◆ COMPITI DA SVOLGERE
**1)** Rispondi a queste domande sull'articolo dell'omicidio di Nicotera:
(a) Quanti anni aveva Stefano Piperno?
(b) Chi presiede il Tribunale del Riesame?
(c) Quale avvocato rappresenta la difesa?
**2)** Correggi l'articolo sull'omicidio di Nicotera: riscrivi il brano che comincia con "Ucciso a fucilate" e va avanti fino a "nell'omicidio del giovane.", mettendo "prigione" al posto di "carcere".
**3)** Riprendi l'articolo sull'omicidio di Stefano Piperno e portalo avanti da dove si ferma.

◆ TESTO FORNITO
+ + + + +
Ucciso a fucilate e bruciato nelle campagne di Nicotera, padre e figlio restano in carcere
Restano in carcere Francesco ed Ezio Perfidio, padre e figlio, entrambi di Nicotera ed accusati dell'omicidio di Stefano Piperno, il 34enne trovato carbonizzato nella sua auto nelle campagne di Preitoni. Così ha deciso il Tribunale del Riesame presieduto da Giuseppe Valea che ha comunque accolto in parte le argomentazioni della difesa rappresentata dall'avvocato Francesco Sabatino annullando uno dei capi dell'imputazione contestati a Francesco Perfidio ed escludendo quindi la gravità indiziaria in ordine al concorso nell'omicidio del giovane.
+ + + + +
◆ ESTRATTO DEI DATI
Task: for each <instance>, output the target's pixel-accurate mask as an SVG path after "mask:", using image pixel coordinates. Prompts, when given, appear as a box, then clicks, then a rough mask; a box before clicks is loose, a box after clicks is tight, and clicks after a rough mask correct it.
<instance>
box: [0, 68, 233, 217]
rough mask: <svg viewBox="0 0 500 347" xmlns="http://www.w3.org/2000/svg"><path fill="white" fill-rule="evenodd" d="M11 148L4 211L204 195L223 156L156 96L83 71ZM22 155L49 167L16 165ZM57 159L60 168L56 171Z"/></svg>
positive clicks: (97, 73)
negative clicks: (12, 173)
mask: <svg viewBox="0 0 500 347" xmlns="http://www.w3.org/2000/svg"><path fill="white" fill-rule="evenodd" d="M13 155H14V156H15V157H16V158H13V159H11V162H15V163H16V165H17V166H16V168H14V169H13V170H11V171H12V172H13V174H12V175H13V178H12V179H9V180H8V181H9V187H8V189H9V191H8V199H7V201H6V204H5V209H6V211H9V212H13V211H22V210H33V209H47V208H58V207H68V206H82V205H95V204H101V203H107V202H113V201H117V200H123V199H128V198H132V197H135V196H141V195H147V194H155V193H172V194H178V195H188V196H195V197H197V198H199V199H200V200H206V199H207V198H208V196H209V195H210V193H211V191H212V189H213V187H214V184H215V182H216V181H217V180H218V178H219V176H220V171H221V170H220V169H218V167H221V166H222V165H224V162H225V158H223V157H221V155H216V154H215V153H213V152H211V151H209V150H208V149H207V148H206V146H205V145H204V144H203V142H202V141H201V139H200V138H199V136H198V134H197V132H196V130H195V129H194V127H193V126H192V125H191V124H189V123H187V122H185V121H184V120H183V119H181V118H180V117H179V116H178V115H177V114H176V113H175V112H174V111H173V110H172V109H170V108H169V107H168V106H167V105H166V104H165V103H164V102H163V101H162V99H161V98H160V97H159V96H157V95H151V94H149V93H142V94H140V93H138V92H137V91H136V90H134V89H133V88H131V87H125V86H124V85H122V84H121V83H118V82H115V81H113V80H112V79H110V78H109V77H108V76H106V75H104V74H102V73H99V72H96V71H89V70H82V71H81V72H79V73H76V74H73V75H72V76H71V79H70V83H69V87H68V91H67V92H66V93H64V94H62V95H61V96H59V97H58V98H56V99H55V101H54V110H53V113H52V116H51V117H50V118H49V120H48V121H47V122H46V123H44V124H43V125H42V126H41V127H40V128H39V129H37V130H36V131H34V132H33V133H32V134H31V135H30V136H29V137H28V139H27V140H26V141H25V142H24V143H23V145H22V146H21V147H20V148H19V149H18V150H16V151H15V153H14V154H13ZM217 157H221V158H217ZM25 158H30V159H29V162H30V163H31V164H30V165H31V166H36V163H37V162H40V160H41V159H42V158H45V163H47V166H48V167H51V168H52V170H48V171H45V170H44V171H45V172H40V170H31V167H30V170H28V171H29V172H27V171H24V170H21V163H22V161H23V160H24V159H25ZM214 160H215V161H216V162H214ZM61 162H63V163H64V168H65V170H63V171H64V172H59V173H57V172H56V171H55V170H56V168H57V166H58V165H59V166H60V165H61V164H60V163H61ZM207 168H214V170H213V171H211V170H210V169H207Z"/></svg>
+ + + + +
◆ SOLUZIONI DEI PROBLEMI
**1)**
(a) 34 anni.
(b) Giuseppe Valea.
(c) Francesco Sabatino.

**2)**
Ucciso a fucilate e bruciato nelle campagne di Nicotera, padre e figlio restano in prigione
Restano in prigione Francesco ed Ezio Perfidio, padre e figlio, entrambi di Nicotera ed accusati dell'omicidio di Stefano Piperno, il 34enne trovato carbonizzato nella sua auto nelle campagne di Preitoni. Così ha deciso il Tribunale del Riesame presieduto da Giuseppe Valea che ha comunque accolto in parte le argomentazioni della difesa rappresentata dall'avvocato Francesco Sabatino annullando uno dei capi dell'imputazione contestati a Francesco Perfidio ed escludendo quindi la gravità indiziaria in ordine al concorso nell'omicidio del giovane.

**3)**
Restano in carcere. I giudici, pur annullando la condotta più grave nei confronti del padre (residuano le condotte di occultamento e distruzione di cadavere), hanno mantenuto per entrambi la misura della custodia cautelare in carcere riservandosi 45 giorni per la motivazione. Allo stato non si conoscono le motivazioni del Tribunale del Riesame, ma la difesa rappresentata dall’avvocato Francesco Sabatino ha mirato in particolare a contestare la ricostruzione degli eventi della Procura attraverso l’acquisizione di telecamere, nonché attraverso la trascrizione di conversazioni ritenute anche favorevoli alla difesa.